Objective -
How many lines in the entries below contain the string "soil"? Reply with the number alone.
■ ■ ■ ■
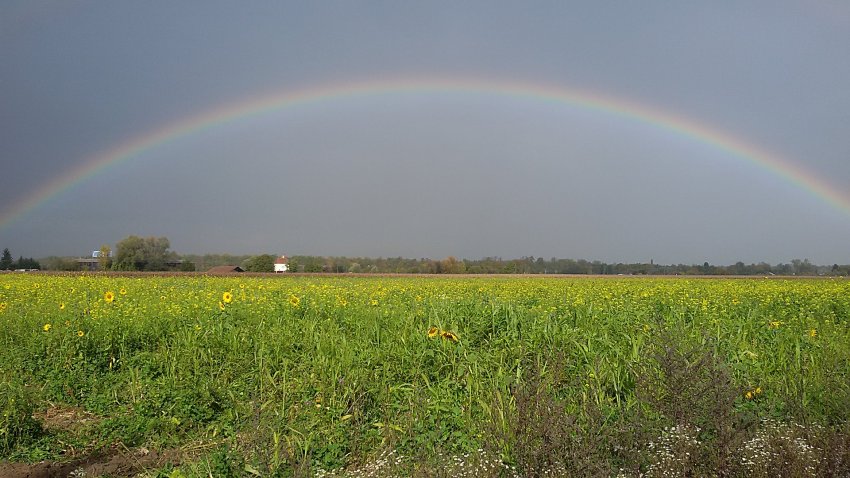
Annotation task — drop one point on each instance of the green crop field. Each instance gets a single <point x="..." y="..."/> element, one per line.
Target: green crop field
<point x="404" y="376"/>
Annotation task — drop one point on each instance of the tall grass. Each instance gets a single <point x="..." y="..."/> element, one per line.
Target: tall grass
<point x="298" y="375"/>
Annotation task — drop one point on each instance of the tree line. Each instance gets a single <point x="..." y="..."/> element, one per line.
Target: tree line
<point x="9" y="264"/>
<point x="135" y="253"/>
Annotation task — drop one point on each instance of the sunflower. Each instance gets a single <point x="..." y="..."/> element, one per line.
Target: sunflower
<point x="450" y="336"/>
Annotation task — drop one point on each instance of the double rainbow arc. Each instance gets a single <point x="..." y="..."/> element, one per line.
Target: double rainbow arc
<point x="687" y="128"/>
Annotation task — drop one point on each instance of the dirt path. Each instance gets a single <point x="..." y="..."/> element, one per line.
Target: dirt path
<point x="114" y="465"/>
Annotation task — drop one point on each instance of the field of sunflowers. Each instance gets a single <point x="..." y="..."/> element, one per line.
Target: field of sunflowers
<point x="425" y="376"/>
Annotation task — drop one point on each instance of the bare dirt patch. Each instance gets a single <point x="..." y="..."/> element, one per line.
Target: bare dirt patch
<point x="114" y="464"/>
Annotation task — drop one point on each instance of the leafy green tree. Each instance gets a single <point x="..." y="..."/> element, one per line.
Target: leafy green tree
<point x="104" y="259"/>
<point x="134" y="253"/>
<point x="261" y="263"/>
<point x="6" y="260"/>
■ ■ ■ ■
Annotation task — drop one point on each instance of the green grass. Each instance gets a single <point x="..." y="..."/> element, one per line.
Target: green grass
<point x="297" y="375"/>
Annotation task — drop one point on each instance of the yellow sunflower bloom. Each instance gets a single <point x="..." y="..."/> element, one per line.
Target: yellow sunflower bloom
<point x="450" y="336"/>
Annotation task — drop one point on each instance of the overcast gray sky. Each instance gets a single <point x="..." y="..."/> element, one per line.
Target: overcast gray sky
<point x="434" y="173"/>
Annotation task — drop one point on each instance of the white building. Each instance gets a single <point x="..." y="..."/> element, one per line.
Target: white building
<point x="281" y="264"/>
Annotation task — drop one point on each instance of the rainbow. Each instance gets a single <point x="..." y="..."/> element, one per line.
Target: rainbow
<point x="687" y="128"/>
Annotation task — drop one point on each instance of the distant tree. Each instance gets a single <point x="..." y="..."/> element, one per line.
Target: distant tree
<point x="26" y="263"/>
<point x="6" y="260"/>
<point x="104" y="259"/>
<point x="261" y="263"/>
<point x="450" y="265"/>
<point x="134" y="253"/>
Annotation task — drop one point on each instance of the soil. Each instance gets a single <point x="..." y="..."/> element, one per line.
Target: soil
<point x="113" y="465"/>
■ ■ ■ ■
Task answer -
2